What you need to do: Return, unchanged, every line of the material from the line containing "Point to the leaf" through the final line, with both of those lines included.
>> Begin Input
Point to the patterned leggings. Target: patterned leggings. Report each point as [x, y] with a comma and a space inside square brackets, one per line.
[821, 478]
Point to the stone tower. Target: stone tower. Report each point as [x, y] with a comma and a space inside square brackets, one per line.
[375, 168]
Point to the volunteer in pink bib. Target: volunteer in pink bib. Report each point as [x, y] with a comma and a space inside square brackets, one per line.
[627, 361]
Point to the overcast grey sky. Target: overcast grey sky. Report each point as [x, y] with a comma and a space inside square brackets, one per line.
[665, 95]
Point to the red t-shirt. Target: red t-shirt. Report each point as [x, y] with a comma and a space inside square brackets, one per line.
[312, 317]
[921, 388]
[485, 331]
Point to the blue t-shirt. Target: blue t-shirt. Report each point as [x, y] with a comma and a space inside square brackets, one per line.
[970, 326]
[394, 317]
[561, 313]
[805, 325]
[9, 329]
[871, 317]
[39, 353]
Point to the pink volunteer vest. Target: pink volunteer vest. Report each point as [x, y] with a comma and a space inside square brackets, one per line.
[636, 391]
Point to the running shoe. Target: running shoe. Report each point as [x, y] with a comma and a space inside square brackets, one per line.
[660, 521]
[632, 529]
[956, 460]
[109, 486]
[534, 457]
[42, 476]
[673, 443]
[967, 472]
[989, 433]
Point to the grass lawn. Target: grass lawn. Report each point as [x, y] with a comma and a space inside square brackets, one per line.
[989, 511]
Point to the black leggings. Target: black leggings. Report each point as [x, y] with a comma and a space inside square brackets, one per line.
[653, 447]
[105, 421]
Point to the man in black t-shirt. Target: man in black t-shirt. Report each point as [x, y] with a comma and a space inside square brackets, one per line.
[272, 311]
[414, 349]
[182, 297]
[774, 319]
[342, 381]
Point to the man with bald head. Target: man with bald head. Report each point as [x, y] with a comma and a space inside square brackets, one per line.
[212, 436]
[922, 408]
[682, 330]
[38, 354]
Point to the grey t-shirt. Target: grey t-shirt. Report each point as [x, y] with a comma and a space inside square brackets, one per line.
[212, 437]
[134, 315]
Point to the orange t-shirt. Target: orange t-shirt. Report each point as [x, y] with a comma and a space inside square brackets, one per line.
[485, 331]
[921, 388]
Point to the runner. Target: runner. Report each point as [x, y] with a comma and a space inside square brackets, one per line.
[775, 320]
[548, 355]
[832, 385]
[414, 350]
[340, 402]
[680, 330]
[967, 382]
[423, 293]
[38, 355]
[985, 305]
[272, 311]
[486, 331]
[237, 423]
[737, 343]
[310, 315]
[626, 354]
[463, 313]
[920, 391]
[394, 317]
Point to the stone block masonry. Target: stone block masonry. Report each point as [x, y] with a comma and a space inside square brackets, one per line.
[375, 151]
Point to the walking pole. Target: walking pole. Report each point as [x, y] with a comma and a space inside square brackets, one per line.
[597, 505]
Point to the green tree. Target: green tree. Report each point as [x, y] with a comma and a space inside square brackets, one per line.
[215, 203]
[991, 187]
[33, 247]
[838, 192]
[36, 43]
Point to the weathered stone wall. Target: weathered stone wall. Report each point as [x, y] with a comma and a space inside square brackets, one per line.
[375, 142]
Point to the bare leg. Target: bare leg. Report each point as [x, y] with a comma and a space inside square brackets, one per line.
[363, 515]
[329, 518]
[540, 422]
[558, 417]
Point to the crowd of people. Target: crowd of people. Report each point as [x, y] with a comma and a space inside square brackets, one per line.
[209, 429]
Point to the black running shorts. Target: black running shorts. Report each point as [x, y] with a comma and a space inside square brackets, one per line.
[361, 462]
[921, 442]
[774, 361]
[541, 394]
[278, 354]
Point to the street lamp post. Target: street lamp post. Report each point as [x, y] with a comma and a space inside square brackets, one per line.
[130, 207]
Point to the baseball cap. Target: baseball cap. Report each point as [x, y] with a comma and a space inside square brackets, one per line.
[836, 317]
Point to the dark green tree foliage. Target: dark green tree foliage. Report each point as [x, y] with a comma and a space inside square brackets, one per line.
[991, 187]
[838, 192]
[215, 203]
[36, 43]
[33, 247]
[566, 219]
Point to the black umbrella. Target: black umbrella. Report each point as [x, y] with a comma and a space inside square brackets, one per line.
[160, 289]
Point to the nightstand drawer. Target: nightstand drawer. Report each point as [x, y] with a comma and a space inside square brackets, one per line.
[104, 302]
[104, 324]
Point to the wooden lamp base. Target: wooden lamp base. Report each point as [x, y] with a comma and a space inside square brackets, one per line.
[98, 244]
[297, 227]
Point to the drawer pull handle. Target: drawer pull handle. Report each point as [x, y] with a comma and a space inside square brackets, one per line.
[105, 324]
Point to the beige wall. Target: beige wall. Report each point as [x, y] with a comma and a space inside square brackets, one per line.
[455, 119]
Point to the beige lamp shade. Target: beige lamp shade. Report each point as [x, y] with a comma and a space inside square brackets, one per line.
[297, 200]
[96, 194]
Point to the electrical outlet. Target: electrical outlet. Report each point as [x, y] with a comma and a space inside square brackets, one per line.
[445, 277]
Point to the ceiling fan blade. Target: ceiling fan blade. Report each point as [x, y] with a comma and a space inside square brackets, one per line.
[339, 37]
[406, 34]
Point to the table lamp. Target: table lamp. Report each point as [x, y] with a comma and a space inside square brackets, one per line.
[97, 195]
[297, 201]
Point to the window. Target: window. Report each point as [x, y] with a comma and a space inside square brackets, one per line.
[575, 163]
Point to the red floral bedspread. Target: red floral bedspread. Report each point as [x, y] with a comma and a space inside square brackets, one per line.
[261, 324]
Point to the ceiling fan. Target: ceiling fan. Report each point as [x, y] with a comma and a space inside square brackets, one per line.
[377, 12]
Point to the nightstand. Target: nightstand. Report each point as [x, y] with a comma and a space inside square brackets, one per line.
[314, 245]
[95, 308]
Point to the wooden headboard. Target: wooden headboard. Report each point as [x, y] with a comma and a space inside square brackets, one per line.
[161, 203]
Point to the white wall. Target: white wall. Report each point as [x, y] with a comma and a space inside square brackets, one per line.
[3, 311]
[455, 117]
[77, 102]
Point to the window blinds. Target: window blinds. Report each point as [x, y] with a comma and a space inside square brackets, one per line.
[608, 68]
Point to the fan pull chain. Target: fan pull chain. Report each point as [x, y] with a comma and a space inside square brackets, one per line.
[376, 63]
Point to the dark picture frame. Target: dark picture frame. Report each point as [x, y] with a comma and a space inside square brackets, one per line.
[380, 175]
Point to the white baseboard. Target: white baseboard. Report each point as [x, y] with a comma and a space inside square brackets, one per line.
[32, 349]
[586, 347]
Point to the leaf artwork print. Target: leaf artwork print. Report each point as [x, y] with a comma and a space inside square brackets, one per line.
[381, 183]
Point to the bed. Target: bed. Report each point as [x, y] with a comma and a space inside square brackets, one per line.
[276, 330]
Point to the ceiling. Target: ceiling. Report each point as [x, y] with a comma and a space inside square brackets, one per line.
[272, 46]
>> End Input
Task solution:
Point to the leaf artwork print. Target: leaf artwork print. Report each point as [x, y] with a comma and a space inside square brackets, one per line.
[381, 183]
Point to the bed. Target: bed. Report each point as [x, y] with a comma and a space inside square brackets, one per line.
[276, 330]
Point to the ceiling. Target: ceiling. Report each point as [x, y] with a comma and a space inside square brackets, one per line.
[272, 46]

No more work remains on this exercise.